_Task:_
From the passage on earnings guidance below, write out the portion that begins with the words "So the verdict" and ends after the words "for in the first place.".

_Passage provided:_
There is a behavioural reason the confession reads so loudly, and it is worth naming because it sits underneath the price action. A guidance regime is an implicit promise: we will tell you where we think we are landing. Withdraw it and you are not making a neutral announcement about disclosure philosophy. You are breaking a promise the market had come to rely on, and the market reacts to broken promises the way people do, which is worse than it reacts to a number it never expected in the first place. An investor who has been told for years to expect a guided range, and is then told the range is going away, does not coolly re-estimate intrinsic value. He wonders what changed, assumes the worst, and reaches for the exit before the next investor does. The five-percent drop is partly information and partly that very human flinch, and a board that thinks it is making a high-minded decision about long-termism has usually not modelled the flinch.

That is the synthesis the two essays make together once you stop pretending they are in opposition. The problem essay 09 identified is the conservatism, not the guidance. The systematic two-cent shade is what gets gamed, what trains analysts to remove the cushion, what turns the guided number into a target. The act of guiding is not the problem. The padding is. So the fix is to guide honestly (best estimate, not a managed floor) using the alternatives that do not carry the cushion-gaming pathology: ranges on the income-statement drivers rather than a single managed number, more frequent interim information so the quarterly print is half-known before it lands, or long-term directional goals the company commits to over years rather than landing zones it clears by two cents. Each of those keeps the company in the information environment, retains the coverage and the volatility-smoothing, and removes the sandbag that essay 09 correctly attacked. None of them is a withdrawal. All of them are guidance, recalibrated.

I should be honest about one thing the steelman itself forces, because the integrity of this whole exercise depends on not overclaiming. The evidence on guidance is genuinely split. Lev makes the pro case, but McKinsey's 2006 study found no evidence that frequent earnings guidance affects valuation multiples, improves shareholder returns, or reduces volatility, with the only measurable effect being increased trading volume. Cunningham goes further, arguing that companies which quit forecasting tend to attract a larger proportion of long-term institutional holders, the very base I spend most of my time telling clients to cultivate. Palizza, fairly, notes that aggregate studies may not translate cleanly to any individual company. So I am not telling you that guidance is empirically proven to lower your cost of capital. I am telling you something narrower and better supported: that stopping reads as a confession, that the intellectual case for stopping is weaker than its proponents claim, and that the gameable thing essay 09 attacked is the conservatism, which you can remove without removing the guidance.

The Asian-market texture sharpens this rather than softening it. Most regional regulators (OJK in Indonesia, MAS in Singapore, HKEx, India's SEBI) treat forward-looking statements as voluntary. Essay 09 read that latitude as an opening to move away from point-estimate guidance, toward ranges, direction, or the Berkshire no-forecasting posture. The confession-market evidence adds a caution to that reading. In thinly-covered regional names (the micro-caps and family mid-caps where one or two analysts carry the stock, or none do) the information vacuum is already wide, and withdrawing what little guidance exists removes the main thing narrowing the range of expectations. For those issuers, stopping is not a sophisticated signal of long-termism. It is the loudest confession available, sent into a market thin enough that it echoes. The regional latitude is an opening to recalibrate guidance. It is not an opening to drop it.

So the verdict on essay 09 is refine, and the refinement is precise. Keep the diagnosis: conservatism gets gamed. Reject the inference: do not stop guiding. The market runs a confession booth, and a guidance withdrawal walks straight into it. The fix is to keep talking and tell the truth (your real number, not a managed floor) which is, when you say it plainly, what the whole Bedrock series was arguing for in the first place.

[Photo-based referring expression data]
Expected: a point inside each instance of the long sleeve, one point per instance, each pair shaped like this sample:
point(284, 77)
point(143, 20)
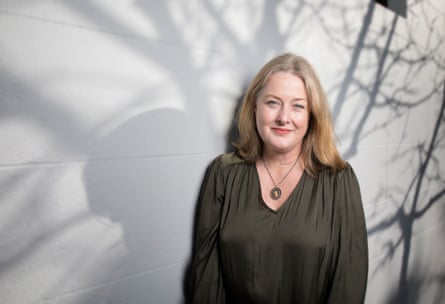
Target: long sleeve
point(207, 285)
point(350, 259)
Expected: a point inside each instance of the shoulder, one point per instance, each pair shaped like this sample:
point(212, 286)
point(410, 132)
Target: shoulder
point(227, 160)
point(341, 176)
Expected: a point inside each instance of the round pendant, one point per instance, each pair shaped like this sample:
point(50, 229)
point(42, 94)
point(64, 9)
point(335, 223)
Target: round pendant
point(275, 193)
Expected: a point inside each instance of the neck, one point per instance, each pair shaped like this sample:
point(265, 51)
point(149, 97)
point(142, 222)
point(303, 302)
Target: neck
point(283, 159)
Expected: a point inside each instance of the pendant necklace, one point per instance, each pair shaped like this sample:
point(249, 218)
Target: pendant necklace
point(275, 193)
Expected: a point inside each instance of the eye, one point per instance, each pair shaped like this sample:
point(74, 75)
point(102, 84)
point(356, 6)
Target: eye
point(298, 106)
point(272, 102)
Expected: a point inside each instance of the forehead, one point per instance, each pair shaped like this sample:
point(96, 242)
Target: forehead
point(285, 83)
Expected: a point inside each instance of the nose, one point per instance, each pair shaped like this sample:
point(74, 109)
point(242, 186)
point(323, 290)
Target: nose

_Answer below:_
So the verdict on essay 09 is refine, and the refinement is precise. Keep the diagnosis: conservatism gets gamed. Reject the inference: do not stop guiding. The market runs a confession booth, and a guidance withdrawal walks straight into it. The fix is to keep talking and tell the truth (your real number, not a managed floor) which is, when you say it plainly, what the whole Bedrock series was arguing for in the first place.